> **TASK TO COMPLETE**:
Set out each line of the entries below as a row in a Markdown table with the columns Row and Line, numbering the rows and leaving out any blank lines.
----------------
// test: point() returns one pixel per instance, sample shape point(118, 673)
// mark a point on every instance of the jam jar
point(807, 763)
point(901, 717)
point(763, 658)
----------------
> **WRITTEN ANSWER**:
| Row | Line |
|---|---|
| 1 | // test: point() returns one pixel per instance, sample shape point(118, 673) |
| 2 | // mark a point on every instance of the jam jar |
| 3 | point(807, 763) |
| 4 | point(901, 717) |
| 5 | point(763, 658) |